__WORK REQUEST__
The response must be a precise copy of the records that follow.

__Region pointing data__
____________

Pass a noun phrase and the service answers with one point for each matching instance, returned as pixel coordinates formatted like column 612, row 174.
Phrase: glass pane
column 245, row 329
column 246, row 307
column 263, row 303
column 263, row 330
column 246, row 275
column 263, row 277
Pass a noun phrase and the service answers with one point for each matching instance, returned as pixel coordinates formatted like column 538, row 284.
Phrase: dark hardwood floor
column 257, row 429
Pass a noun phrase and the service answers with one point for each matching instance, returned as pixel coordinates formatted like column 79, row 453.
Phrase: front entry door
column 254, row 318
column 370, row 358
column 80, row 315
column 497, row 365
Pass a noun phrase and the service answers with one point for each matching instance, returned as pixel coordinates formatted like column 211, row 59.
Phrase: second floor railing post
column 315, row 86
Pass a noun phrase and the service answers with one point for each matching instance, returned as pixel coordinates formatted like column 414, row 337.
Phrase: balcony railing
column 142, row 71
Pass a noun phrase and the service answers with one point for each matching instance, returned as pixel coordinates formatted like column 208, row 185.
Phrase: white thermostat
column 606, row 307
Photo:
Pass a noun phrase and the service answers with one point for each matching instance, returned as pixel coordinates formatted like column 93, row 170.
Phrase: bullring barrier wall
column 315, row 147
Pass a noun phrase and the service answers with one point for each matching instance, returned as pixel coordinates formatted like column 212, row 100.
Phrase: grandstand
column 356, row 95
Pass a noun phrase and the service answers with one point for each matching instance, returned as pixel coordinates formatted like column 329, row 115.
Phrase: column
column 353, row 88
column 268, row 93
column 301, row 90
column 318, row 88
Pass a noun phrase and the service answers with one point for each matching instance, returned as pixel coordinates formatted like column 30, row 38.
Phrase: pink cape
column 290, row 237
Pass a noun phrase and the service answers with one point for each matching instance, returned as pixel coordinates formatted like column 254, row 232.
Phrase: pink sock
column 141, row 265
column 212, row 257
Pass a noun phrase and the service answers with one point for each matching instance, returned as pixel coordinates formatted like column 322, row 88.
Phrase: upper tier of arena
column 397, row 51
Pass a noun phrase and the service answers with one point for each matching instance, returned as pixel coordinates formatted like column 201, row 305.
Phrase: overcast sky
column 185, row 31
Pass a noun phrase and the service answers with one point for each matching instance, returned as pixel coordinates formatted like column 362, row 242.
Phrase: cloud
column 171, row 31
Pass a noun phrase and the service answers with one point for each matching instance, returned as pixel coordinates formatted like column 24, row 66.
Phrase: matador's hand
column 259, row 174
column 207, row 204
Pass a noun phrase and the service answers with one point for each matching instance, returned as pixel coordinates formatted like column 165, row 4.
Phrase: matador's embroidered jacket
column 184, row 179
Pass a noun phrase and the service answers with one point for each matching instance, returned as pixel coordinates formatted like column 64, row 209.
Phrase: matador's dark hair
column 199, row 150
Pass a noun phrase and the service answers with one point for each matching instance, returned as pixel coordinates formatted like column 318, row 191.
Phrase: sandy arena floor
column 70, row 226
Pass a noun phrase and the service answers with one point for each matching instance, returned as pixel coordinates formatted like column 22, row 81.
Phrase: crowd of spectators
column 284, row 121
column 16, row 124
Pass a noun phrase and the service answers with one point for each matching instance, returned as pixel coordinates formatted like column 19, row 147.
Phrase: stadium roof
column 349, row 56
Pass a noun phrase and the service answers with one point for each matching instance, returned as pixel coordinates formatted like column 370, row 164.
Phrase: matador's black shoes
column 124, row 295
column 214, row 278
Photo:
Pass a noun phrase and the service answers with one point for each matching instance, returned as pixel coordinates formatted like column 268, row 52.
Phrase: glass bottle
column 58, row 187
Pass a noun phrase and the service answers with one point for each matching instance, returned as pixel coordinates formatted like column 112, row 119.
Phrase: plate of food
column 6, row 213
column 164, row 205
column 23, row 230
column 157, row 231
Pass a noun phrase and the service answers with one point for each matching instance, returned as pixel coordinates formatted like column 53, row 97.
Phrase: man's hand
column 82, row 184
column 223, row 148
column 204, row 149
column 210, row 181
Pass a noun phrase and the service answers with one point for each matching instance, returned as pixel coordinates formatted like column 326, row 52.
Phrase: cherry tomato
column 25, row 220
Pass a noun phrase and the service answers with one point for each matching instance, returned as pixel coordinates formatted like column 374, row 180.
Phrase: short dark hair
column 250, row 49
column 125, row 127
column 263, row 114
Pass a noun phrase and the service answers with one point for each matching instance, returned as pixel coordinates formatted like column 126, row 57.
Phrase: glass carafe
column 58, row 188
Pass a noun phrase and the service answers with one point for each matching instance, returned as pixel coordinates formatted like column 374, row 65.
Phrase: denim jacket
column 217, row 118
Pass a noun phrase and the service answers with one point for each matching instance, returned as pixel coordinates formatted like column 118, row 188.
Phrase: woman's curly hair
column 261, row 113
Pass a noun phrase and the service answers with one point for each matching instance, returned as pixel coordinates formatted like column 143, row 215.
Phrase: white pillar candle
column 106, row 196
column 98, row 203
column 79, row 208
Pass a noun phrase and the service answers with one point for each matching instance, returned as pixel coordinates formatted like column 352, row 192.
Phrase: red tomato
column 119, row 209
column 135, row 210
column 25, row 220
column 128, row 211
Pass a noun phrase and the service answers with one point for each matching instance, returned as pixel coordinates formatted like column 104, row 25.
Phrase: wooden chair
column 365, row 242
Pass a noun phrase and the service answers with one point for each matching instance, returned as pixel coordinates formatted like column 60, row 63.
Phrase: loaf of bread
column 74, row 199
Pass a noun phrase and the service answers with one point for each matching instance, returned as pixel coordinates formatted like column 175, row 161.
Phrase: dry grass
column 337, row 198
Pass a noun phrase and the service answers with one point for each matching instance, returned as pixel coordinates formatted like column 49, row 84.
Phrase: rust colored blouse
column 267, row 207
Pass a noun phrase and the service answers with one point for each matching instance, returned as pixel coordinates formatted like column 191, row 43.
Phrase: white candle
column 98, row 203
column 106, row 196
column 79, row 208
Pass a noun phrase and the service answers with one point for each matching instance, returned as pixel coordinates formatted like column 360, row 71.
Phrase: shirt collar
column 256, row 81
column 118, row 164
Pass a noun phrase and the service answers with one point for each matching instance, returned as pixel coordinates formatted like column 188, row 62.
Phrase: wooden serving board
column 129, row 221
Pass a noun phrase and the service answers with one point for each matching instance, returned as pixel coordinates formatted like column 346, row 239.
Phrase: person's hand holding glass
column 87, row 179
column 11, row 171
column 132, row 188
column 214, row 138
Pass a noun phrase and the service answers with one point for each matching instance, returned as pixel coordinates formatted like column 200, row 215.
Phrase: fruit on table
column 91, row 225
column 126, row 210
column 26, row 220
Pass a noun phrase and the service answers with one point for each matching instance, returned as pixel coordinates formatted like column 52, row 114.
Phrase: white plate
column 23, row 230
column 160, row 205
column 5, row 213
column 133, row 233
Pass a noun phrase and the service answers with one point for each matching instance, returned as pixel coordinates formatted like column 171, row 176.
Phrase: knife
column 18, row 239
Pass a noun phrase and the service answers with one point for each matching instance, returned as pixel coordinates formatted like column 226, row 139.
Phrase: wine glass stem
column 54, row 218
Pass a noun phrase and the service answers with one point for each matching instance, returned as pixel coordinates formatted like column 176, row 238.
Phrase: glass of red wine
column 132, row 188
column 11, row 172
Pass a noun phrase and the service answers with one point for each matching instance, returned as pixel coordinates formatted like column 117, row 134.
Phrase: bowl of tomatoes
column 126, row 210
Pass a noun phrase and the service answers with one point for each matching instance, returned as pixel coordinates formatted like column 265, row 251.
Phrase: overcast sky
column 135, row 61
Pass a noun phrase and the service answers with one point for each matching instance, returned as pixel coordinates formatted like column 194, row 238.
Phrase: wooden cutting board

____________

__OUTPUT BELOW__
Pass a noun phrase and the service answers with one point for each matching instance, returned as pixel coordinates formatted like column 612, row 174.
Phrase: glass pane
column 245, row 329
column 246, row 307
column 263, row 303
column 263, row 330
column 246, row 275
column 263, row 277
Pass a noun phrase and the service answers with one point for each matching instance, returned as pixel coordinates formatted like column 538, row 284.
Phrase: dark hardwood floor
column 257, row 429
Pass a noun phrase and the service answers with one point for each matching instance, returned as pixel coordinates formatted like column 79, row 453.
Phrase: front entry door
column 254, row 318
column 370, row 358
column 80, row 315
column 497, row 365
Pass a noun phrase and the service answers with one point for each matching instance, returned as pixel coordinates formatted like column 211, row 59.
Phrase: second floor railing post
column 315, row 86
Pass a noun phrase and the service answers with one point for each matching instance, returned as pixel coordinates formatted like column 414, row 337.
Phrase: balcony railing
column 142, row 71
Pass a noun phrase and the service answers with one point for each matching instance, returned as pixel coordinates formatted like column 208, row 185.
Phrase: white thermostat
column 606, row 307
Photo:
Pass a noun phrase and the service answers with one point for each matching instance, returned as pixel coordinates formatted like column 93, row 170.
Phrase: bullring barrier wall
column 315, row 147
Pass a noun phrase and the service answers with one point for each matching instance, returned as pixel coordinates formatted like column 212, row 100.
Phrase: grandstand
column 356, row 95
Pass a noun phrase and the service answers with one point for each matching instance, returned as pixel coordinates formatted like column 329, row 115.
Phrase: column
column 353, row 88
column 268, row 93
column 301, row 90
column 318, row 88
Pass a noun phrase and the service answers with one point for each matching instance, returned as pixel coordinates formatted like column 30, row 38.
Phrase: pink cape
column 290, row 237
Pass a noun phrase and the service answers with one point for each matching instance, returned as pixel coordinates formatted like column 254, row 232.
Phrase: pink sock
column 141, row 265
column 212, row 257
Pass a noun phrase and the service answers with one point for each matching instance, returned as pixel coordinates formatted like column 322, row 88.
Phrase: upper tier of arena
column 397, row 51
Pass a noun phrase and the service answers with one point for each matching instance, returned as pixel coordinates formatted like column 201, row 305.
Phrase: overcast sky
column 185, row 31
Pass a noun phrase and the service answers with one point for each matching instance, returned as pixel coordinates formatted like column 362, row 242.
Phrase: cloud
column 171, row 31
Pass a noun phrase and the service answers with one point for each matching instance, returned as pixel coordinates formatted like column 24, row 66.
Phrase: matador's hand
column 259, row 174
column 207, row 204
Pass a noun phrase and the service answers with one point for each matching instance, returned as pixel coordinates formatted like column 165, row 4.
Phrase: matador's embroidered jacket
column 184, row 179
Pass a noun phrase and the service answers with one point for each matching instance, returned as pixel coordinates formatted like column 64, row 209.
Phrase: matador's dark hair
column 199, row 150
Pass a noun phrase and the service answers with one point for each matching instance, returned as pixel coordinates formatted like column 318, row 191.
Phrase: sandy arena floor
column 70, row 226
Pass a noun phrase and the service answers with one point for each matching instance, returned as pixel coordinates formatted like column 22, row 81.
Phrase: crowd of spectators
column 284, row 121
column 16, row 124
Pass a noun phrase and the service answers with one point for each matching instance, returned as pixel coordinates formatted like column 19, row 147.
Phrase: stadium roof
column 349, row 56
Pass a noun phrase and the service answers with one point for each matching instance, returned as pixel coordinates formatted like column 370, row 164.
Phrase: matador's black shoes
column 124, row 295
column 214, row 278
Photo:
Pass a noun phrase and the service answers with one point for each matching instance, returned as pixel coordinates formatted like column 268, row 52.
Phrase: glass bottle
column 58, row 187
Pass a noun phrase and the service answers with one point for each matching instance, returned as pixel coordinates formatted like column 112, row 119.
Phrase: plate of food
column 6, row 213
column 164, row 205
column 23, row 230
column 157, row 231
Pass a noun phrase and the service answers with one point for each matching instance, returned as pixel coordinates formatted like column 53, row 97.
Phrase: man's hand
column 82, row 184
column 223, row 148
column 204, row 149
column 210, row 181
Pass a noun phrase and the service answers with one point for each matching instance, returned as pixel coordinates formatted like column 326, row 52.
Phrase: cherry tomato
column 25, row 220
Pass a noun phrase and the service answers with one point for each matching instance, returned as pixel coordinates formatted like column 374, row 180.
Phrase: short dark hair
column 250, row 49
column 125, row 127
column 263, row 114
Pass a noun phrase and the service answers with one point for each matching instance, returned as pixel coordinates formatted like column 126, row 57.
Phrase: glass carafe
column 58, row 188
Pass a noun phrase and the service answers with one point for each matching instance, returned as pixel coordinates formatted like column 374, row 65.
Phrase: denim jacket
column 217, row 118
Pass a noun phrase and the service answers with one point for each matching instance, returned as pixel coordinates formatted like column 118, row 188.
Phrase: woman's curly hair
column 261, row 113
Pass a noun phrase and the service answers with one point for each matching instance, returned as pixel coordinates formatted like column 143, row 215.
Phrase: white pillar candle
column 106, row 196
column 98, row 203
column 79, row 208
Pass a noun phrase and the service answers with one point for each matching instance, returned as pixel coordinates formatted like column 352, row 192.
Phrase: red tomato
column 119, row 209
column 135, row 210
column 25, row 220
column 128, row 211
Pass a noun phrase and the service answers with one point for each matching instance, returned as pixel coordinates formatted like column 104, row 25.
Phrase: wooden chair
column 365, row 242
Pass a noun phrase and the service answers with one point for each matching instance, returned as pixel coordinates formatted like column 60, row 63.
Phrase: loaf of bread
column 74, row 199
Pass a noun phrase and the service answers with one point for each matching instance, returned as pixel coordinates formatted like column 175, row 161.
Phrase: dry grass
column 337, row 198
Pass a noun phrase and the service answers with one point for each matching instance, returned as pixel coordinates formatted like column 49, row 84.
Phrase: rust colored blouse
column 267, row 207
Pass a noun phrase and the service answers with one point for each matching instance, returned as pixel coordinates formatted like column 191, row 43.
Phrase: white candle
column 98, row 203
column 106, row 196
column 79, row 208
Pass a noun phrase and the service answers with one point for each matching instance, returned as pixel coordinates formatted like column 360, row 71.
Phrase: shirt collar
column 256, row 81
column 118, row 164
Pass a noun phrase and the service answers with one point for each matching instance, returned as pixel coordinates formatted like column 188, row 62.
Phrase: wooden serving board
column 129, row 221
Pass a noun phrase and the service answers with one point for each matching instance, returned as pixel coordinates formatted like column 346, row 239.
Phrase: person's hand holding glass
column 87, row 179
column 11, row 171
column 132, row 188
column 214, row 138
Pass a noun phrase and the service answers with one point for each matching instance, returned as pixel coordinates formatted like column 200, row 215.
Phrase: fruit on table
column 91, row 225
column 126, row 210
column 26, row 220
Pass a noun phrase and the service answers with one point for each matching instance, returned as pixel coordinates formatted like column 52, row 114.
Phrase: white plate
column 23, row 230
column 160, row 205
column 5, row 213
column 133, row 233
Pass a noun phrase and the service answers with one point for each matching instance, returned as pixel coordinates formatted like column 171, row 176.
Phrase: knife
column 18, row 239
Pass a noun phrase and the service answers with one point for each matching instance, returned as pixel coordinates formatted like column 226, row 139.
Phrase: wine glass stem
column 54, row 218
Pass a noun phrase and the service answers with one point for each matching instance, returned as pixel coordinates formatted like column 176, row 238.
Phrase: glass of red wine
column 132, row 188
column 11, row 172
Pass a noun phrase and the service answers with one point for each matching instance, returned as pixel coordinates formatted like column 117, row 134.
Phrase: bowl of tomatoes
column 126, row 210
Pass a noun phrase and the service answers with one point for each matching instance, returned as pixel coordinates formatted like column 265, row 251.
Phrase: overcast sky
column 135, row 61
Pass a noun phrase and the service answers with one point for each matching instance, returned as pixel coordinates formatted like column 194, row 238.
Phrase: wooden cutting board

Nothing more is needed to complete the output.